__What is expected__: Print verbatim every line of the material below, from the line containing "cabinet in the photo above." through the end of the material, inclusive.

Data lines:

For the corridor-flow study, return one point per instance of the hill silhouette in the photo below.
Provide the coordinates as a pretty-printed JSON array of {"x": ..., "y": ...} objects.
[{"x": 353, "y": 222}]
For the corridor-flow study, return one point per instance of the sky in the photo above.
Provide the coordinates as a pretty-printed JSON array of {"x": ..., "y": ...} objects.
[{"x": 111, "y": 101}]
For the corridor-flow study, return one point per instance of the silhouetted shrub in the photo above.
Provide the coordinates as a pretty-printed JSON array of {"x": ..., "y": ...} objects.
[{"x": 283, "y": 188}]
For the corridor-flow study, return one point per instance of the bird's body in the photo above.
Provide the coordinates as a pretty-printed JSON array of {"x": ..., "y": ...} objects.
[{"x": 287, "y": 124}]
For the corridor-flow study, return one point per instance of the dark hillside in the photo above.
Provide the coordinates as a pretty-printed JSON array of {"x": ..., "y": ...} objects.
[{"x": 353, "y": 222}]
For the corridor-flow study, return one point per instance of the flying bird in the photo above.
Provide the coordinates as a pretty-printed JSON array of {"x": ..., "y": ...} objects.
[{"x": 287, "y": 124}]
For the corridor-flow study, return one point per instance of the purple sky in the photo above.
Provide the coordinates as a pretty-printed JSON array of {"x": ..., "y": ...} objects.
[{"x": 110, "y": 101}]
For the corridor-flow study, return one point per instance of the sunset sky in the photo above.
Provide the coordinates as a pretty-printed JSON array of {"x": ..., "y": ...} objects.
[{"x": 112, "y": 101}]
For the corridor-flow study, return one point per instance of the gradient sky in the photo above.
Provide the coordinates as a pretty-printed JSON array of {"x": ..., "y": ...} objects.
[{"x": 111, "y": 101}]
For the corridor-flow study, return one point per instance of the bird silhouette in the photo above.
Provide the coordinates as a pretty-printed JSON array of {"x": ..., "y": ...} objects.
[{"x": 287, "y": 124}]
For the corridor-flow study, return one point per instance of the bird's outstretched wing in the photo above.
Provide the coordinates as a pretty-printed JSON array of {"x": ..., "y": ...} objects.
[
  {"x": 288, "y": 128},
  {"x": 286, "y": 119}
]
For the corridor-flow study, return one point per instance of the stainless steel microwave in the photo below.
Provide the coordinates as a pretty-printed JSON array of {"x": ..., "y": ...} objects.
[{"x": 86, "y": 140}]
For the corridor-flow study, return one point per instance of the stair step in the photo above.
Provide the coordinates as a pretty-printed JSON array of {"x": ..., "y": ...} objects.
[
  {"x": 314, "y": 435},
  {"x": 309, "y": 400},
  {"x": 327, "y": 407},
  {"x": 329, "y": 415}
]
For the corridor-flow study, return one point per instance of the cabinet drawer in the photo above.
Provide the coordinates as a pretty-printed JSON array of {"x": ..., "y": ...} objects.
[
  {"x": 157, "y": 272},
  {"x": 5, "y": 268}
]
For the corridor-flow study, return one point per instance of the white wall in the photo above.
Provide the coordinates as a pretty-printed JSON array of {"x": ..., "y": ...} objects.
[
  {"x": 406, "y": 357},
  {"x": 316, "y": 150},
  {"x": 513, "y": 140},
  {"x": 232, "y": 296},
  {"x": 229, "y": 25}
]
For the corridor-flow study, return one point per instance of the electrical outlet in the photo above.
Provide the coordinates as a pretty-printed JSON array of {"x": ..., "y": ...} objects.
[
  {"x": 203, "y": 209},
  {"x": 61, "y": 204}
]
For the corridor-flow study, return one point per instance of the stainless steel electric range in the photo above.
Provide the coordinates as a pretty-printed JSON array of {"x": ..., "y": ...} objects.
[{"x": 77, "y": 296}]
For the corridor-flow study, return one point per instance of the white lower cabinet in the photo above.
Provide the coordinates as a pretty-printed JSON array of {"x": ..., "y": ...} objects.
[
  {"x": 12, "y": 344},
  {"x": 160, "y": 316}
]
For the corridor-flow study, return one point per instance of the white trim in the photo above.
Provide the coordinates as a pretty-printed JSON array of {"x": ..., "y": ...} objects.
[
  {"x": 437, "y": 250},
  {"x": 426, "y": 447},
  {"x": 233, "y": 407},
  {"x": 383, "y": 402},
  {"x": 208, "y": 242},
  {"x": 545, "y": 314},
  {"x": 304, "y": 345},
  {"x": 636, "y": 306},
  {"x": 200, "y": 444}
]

__Output for this task__:
For the corridor-flow study, return one point per instance of the white lower cabinet in the photo above.
Provide the coordinates as a pretty-printed JSON array of {"x": ..., "y": ...} objects.
[
  {"x": 12, "y": 344},
  {"x": 160, "y": 316}
]
For the corridor-flow study, return one point per instance of the white trim in the photo above.
Provide the coordinates as a pretty-printed JSON array of {"x": ..., "y": ...} objects.
[
  {"x": 437, "y": 250},
  {"x": 426, "y": 447},
  {"x": 233, "y": 407},
  {"x": 383, "y": 402},
  {"x": 208, "y": 242},
  {"x": 545, "y": 314},
  {"x": 304, "y": 345},
  {"x": 636, "y": 306},
  {"x": 200, "y": 444}
]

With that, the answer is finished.